[Цитируемый текст]
%%

Нас, учениц, по нашим балетным знаниям, ставили в последние пары, «у воды». Но с нами занимались, а мы работали с усердием, и через год я уже танцевала в дивертисменте «Оберек», «Матлот», «Соло», а немного позже писала матери, что служу в балете, хотя была уверена, что мать не знает, что за птица — балет. Я ей поясняла, что Дёжка танцует и даже неудачно пытается стать на носки. В том же письме я просила мать дать мне благословение на брак с солистом нашего балета, Эдмундом Мечиславовичем Плевицким.

Благословение мать дала, и вскоре я была уже не Надя Винникова, а Надежда Плевицкая.

Мы много работали, и все шло хорошо, но в одну неудачную поездку по украинским городам наш директор Штейн прогорел и тайком скрылся, не заплатив жалованья. В труппе поднялся переполох, каждый старался куда-нибудь устроиться.

На наше счастье в Киев приехала труппа Минкевича, и мы с мужем поступили туда. В то время у Минкевича служил простак Михаил Проценко, ныне талантливый комик петербургской оперетты Михаил Ростовцев, и тенор Василий Горев, тоже талантливый опереточный простак. Моего мужа Минкевич принял на должность балетмейстера.

 

С труппой Минкевича я впервые попала в Санкт-Петербург.

На Крестовском острове был тогда знаменитый загородный ресторан. Зимой туда мчались ковровые тройки, хохотали бубенцы, кутались в заиндевелые соболя «гости дорогие»...

%%

[Раздел данных]
%%

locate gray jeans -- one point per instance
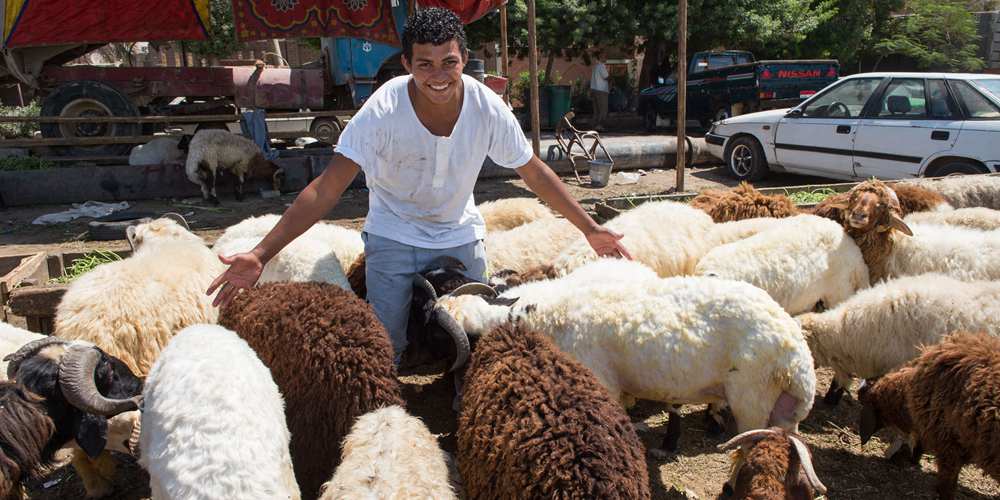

%%

[Письменное задание]
Пожалуйста, перескажите приведенный выше отрывок о балетной службе рассказчицы в двух предложениях.

[Решение задания]
Начав ученицей в последних парах «у воды», рассказчица через год уже танцевала в дивертисменте и с благословения матери вышла замуж за солиста балета Эдмунда Мечиславовича Плевицкого, став Надеждой Плевицкой. Когда директор Штейн прогорел и скрылся, не заплатив жалованья, она с мужем поступила в труппу Минкевича, где муж стал балетмейстером, и с этой труппой она впервые попала в Санкт-Петербург.